Fragen zum Lesen:
A. Was für einen Touch haben laut dem Text über Begegnungen beim Reisen viele Begegnungen unterwegs?
B. Schreib alle Gründe auf, die der Text über Begegnungen beim Reisen dafür nennt, dass man sich unterwegs so gern auf andere Menschen einlässt.
C. Schreib den Text über Begegnungen beim Reisen weiter, dort wo er aufhört.

Der Textabschnitt:
|---|
Eine Begegnung mit Steve

von 24 moe  

Beim Reisen ist es erstaunlich, in welch einer Vielzahl man Begegnungen erfährt, die einen stark spirituellen/esoterischen Touch haben. Zumindest geht es mir so. Durch die Distanz zu seinen liebsten Menschen ist man ausgehungert und dürstet nach jeglicher menschlicher Interaktion, die das Gehirn wahrscheinlich mit extra viel Glückshormonen belohnt. Außerdem hat man auf einmal die Kapazitäten und lässt sich viel lieber auf Gespräche ein, als in seinem sicheren Zuhause, in dem man in seiner eigenen Komfortzone vor sich hin wabert. Hinzu kommt, dass meist instant gegenseitiges Interesse da ist – aufgrund der einzigartigen Mischung aus Gemeinsamkeiten und Unterschieden.
|---|
Beigefügte Auflistung:
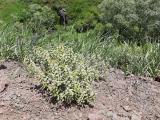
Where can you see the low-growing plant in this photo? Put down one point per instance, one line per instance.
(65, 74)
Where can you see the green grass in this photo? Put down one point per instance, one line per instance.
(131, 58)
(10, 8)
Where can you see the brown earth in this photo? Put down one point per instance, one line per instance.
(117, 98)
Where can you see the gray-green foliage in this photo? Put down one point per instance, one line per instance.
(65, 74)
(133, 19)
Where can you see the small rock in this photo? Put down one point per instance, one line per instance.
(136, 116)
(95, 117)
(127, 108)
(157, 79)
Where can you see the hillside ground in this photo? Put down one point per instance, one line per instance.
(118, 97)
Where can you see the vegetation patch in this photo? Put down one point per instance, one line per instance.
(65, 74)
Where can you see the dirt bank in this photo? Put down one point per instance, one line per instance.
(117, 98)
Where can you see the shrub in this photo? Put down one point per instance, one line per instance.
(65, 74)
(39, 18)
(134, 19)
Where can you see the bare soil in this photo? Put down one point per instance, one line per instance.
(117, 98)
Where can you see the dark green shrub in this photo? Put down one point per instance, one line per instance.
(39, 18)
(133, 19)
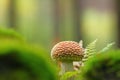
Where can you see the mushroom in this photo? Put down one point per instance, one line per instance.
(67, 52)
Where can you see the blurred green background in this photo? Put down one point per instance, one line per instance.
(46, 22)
|---|
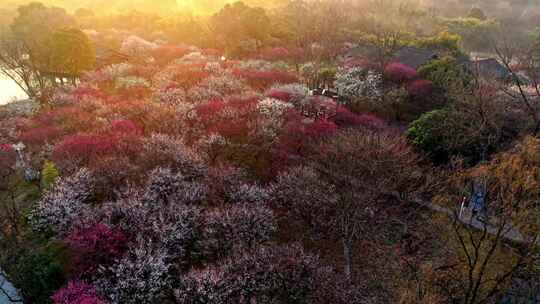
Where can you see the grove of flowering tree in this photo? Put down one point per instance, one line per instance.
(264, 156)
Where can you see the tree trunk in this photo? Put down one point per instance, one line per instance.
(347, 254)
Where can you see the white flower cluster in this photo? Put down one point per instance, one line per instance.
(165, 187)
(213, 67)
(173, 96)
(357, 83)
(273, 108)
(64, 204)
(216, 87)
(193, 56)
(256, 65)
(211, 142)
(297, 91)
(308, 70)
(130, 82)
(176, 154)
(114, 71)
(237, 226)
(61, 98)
|---|
Die Lösungen:
A. Einen stark spirituellen/esoterischen Touch.

B.
- Durch die Distanz zu den liebsten Menschen ist man ausgehungert und dürstet nach jeglicher menschlicher Interaktion.
- Man hat auf einmal die Kapazitäten und lässt sich viel lieber auf Gespräche ein als im sicheren Zuhause.
- Meist ist sofort gegenseitiges Interesse da, wegen der einzigartigen Mischung aus Gemeinsamkeiten und Unterschieden.

C.
Gemein hat man die Gegenwart: die aktuelle Lebenssituation, sich in einem fremden Land zu befinden und dann sogar noch im gleichen Hostel oder Ähnlichem aufeinanderzutreffen, was augenblicklich jegliche Berührungsängste aufgrund von unterschiedlicher Altersklasse und sozialer Schicht aufhebt. Dazu muss man sagen: Das Mindset von Leuten, die sich auf Reisen begeben, stimmt bereits oft relativ gut miteinander überein.

Unterscheiden tut man sich in der Vergangenheit und der Zukunft, was viel Gesprächsstoff bietet und Anlass zum mühelosen Austausch gibt. Mit anderen Worten: Man trifft ganz viele Verbündete, die jedoch ganz weit entfernt vom eigenen Heimatort aufgewachsen sind und sowohl viele ähnliche Ansichten teilen als auch ganz fremde.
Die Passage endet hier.